Supplied records:
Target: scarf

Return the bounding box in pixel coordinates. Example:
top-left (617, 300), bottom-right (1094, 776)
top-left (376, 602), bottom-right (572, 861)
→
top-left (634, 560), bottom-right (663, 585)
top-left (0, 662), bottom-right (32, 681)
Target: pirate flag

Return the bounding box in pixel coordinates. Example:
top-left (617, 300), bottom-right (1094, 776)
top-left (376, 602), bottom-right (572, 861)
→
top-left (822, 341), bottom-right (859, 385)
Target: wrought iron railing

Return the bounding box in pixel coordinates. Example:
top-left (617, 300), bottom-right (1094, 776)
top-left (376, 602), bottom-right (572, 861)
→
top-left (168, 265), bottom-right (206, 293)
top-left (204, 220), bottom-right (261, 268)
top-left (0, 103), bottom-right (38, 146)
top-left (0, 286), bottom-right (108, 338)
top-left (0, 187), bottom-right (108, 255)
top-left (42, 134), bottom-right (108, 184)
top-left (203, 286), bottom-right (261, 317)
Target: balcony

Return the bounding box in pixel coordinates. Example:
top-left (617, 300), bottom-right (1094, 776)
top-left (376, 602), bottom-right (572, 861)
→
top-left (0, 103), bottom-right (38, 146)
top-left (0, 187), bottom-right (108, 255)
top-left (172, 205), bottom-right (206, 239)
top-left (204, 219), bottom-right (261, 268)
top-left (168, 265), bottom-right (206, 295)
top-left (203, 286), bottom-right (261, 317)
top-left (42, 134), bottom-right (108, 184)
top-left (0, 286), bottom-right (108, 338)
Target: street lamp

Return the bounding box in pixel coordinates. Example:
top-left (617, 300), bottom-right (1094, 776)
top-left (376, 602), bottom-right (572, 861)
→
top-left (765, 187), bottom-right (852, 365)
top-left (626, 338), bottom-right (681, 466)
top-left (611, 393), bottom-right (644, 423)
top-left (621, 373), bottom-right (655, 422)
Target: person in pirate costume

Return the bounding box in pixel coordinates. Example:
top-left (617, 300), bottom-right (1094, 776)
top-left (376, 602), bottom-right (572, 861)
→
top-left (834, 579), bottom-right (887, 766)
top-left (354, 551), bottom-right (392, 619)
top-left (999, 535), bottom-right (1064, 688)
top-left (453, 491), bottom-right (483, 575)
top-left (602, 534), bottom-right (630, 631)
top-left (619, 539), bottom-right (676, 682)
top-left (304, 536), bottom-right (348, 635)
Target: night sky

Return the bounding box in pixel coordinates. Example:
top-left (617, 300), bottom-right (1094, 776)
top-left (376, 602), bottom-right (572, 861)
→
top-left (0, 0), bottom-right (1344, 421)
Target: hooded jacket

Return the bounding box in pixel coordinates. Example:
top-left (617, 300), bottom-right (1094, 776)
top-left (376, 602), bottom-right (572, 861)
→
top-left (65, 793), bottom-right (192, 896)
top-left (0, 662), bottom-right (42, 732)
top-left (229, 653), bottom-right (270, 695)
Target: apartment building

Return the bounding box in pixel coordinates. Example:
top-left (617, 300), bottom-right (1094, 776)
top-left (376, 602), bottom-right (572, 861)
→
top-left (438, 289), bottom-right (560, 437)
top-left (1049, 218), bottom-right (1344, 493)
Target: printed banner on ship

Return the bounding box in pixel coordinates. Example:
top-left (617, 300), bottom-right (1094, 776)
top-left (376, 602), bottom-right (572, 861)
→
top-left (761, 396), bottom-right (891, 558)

Required work:
Please recast the rows from the line with "Target: street lamp" up to and including the line with "top-left (621, 373), bottom-right (655, 422)" as a JSON list of strings, one string per line, with blank lines left out.

Result of this exercise:
[
  "Target: street lamp",
  "Return the bounding box in pixel coordinates. Example:",
  "top-left (617, 300), bottom-right (1094, 776)",
  "top-left (376, 602), bottom-right (572, 861)",
  "→",
  "top-left (765, 187), bottom-right (852, 365)",
  "top-left (626, 338), bottom-right (681, 466)",
  "top-left (611, 393), bottom-right (644, 423)",
  "top-left (621, 373), bottom-right (655, 422)"
]